> [Data for this task]
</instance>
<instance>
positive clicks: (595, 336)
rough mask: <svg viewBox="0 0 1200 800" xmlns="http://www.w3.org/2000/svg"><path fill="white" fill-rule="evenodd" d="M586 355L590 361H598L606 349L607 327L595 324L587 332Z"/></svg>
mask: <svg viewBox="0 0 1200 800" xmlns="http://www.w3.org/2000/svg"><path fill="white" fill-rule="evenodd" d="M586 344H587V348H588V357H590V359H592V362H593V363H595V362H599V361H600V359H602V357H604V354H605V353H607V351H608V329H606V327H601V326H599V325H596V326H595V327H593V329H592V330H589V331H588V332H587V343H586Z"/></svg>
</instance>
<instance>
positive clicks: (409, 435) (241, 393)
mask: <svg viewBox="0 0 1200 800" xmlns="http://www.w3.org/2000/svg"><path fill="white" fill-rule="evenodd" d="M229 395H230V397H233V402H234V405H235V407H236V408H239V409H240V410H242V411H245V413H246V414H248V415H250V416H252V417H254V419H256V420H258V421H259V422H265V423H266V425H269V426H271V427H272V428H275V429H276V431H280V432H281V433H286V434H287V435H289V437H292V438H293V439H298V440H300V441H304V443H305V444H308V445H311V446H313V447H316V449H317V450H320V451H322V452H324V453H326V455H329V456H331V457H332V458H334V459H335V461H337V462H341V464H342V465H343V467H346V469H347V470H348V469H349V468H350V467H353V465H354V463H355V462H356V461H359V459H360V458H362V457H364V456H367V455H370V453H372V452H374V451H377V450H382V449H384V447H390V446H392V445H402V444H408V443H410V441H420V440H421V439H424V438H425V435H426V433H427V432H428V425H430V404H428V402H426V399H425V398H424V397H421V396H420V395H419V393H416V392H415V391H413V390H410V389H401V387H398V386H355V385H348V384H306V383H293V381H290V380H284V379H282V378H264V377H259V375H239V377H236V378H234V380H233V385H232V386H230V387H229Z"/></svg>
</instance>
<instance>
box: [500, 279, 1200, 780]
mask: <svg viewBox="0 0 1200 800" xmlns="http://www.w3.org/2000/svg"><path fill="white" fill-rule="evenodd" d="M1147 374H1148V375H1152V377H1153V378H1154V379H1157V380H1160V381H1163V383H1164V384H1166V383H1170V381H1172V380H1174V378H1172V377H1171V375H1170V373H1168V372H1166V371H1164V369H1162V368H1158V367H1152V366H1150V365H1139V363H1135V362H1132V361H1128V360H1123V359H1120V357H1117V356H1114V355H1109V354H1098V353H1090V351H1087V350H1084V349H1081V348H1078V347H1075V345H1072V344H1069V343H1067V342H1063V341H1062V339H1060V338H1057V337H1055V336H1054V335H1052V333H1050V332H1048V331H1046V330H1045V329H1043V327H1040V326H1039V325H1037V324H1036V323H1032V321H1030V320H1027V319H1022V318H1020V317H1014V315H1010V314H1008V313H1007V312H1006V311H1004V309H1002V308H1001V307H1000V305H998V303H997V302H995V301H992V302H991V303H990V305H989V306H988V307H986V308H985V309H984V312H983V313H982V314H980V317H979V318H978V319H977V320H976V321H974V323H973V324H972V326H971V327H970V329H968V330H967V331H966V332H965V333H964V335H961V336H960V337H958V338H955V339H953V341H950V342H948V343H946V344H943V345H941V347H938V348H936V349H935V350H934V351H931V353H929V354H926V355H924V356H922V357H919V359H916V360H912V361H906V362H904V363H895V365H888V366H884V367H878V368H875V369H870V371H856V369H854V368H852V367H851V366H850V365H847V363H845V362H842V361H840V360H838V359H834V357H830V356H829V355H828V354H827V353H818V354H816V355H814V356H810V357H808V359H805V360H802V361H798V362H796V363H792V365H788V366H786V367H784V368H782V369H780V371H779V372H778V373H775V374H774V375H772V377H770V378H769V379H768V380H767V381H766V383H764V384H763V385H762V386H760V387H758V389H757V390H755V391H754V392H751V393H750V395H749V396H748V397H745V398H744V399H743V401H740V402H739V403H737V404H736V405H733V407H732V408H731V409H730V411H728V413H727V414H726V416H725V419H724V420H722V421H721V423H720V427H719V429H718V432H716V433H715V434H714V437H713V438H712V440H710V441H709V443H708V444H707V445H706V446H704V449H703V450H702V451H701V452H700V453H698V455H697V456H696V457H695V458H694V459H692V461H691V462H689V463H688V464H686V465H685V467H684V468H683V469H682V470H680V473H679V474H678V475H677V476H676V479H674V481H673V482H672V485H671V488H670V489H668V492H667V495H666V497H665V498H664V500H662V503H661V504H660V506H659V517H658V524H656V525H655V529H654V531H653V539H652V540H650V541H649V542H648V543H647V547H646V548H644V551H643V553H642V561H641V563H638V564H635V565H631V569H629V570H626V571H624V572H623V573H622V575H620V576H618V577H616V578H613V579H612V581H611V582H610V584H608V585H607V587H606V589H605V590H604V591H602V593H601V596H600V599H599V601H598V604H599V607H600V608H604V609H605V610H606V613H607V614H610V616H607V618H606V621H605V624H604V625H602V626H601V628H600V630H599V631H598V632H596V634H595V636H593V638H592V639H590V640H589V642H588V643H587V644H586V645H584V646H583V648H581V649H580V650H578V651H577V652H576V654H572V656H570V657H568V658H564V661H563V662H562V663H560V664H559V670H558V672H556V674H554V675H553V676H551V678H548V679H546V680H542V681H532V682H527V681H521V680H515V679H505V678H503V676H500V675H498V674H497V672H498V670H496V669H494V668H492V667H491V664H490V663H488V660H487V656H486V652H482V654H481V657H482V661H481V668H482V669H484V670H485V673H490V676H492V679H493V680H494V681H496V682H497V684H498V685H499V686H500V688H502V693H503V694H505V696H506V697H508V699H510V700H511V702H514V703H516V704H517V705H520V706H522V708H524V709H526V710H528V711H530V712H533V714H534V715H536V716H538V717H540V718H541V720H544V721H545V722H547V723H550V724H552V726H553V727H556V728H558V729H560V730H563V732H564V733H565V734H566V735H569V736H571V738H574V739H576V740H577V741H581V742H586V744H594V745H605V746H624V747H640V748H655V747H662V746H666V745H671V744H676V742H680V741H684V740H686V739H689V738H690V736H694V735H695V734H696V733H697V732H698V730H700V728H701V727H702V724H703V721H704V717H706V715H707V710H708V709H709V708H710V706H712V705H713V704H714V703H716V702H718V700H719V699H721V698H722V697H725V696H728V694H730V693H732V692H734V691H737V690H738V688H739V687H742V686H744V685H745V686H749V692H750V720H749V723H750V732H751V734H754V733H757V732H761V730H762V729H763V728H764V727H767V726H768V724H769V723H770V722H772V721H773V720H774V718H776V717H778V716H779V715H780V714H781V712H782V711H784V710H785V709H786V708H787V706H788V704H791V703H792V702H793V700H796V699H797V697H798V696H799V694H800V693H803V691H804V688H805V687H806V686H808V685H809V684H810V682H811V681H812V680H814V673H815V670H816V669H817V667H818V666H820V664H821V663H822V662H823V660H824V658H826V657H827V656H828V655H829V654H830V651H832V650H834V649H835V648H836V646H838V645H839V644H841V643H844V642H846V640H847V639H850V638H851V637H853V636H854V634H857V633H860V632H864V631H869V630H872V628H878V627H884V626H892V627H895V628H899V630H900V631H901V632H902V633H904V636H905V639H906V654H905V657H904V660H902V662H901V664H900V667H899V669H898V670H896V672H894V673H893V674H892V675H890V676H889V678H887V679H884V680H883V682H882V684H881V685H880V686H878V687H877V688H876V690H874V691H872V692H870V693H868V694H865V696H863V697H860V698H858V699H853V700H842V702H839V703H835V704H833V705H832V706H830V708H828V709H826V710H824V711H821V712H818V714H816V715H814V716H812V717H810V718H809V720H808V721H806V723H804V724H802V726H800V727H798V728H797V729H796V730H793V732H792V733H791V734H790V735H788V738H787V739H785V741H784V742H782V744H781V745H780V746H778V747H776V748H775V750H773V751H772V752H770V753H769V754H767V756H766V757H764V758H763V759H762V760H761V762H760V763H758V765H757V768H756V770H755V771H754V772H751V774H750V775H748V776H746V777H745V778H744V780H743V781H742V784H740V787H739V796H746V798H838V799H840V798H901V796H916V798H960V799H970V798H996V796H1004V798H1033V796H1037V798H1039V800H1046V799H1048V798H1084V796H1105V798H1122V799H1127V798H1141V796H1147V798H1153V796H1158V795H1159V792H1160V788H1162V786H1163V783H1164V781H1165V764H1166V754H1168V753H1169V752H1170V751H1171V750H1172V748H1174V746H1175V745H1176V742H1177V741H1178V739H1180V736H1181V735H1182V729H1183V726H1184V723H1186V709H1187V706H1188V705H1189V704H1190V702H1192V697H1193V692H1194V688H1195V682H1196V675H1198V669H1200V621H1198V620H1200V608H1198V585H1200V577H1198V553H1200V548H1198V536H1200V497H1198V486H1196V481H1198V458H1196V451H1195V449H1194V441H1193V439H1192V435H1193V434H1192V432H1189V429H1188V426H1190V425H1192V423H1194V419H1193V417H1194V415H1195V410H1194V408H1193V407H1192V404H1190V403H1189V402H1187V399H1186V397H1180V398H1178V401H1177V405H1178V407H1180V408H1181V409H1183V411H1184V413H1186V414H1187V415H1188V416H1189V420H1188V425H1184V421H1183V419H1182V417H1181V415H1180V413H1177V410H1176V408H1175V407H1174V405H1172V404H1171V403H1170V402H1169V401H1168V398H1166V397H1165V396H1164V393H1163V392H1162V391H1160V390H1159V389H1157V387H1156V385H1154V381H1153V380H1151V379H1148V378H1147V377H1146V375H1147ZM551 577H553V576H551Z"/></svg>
...
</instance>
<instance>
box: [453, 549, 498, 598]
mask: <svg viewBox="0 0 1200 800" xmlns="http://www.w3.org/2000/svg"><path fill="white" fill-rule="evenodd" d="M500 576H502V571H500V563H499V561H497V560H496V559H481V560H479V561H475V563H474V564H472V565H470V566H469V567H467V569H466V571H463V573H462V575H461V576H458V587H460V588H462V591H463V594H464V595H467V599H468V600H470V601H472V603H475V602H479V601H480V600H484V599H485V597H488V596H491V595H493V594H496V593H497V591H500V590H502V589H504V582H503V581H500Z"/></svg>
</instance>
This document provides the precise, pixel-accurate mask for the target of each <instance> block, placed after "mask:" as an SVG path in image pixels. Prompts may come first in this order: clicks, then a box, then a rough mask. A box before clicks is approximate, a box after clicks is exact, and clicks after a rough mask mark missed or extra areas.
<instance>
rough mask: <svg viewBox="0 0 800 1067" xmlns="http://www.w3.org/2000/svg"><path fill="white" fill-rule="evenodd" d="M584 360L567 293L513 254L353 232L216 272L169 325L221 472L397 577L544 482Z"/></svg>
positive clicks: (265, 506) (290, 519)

> [Problem statement] Reproduce exactly, and with no other material, the lines between those holding "360L567 293L513 254L353" and "positive clicks: (265, 506) (290, 519)", inclusive.

> [Written response]
rough mask: <svg viewBox="0 0 800 1067" xmlns="http://www.w3.org/2000/svg"><path fill="white" fill-rule="evenodd" d="M584 360L567 293L513 254L353 232L216 272L169 325L221 472L397 577L544 482Z"/></svg>
positive clicks: (265, 506) (290, 519)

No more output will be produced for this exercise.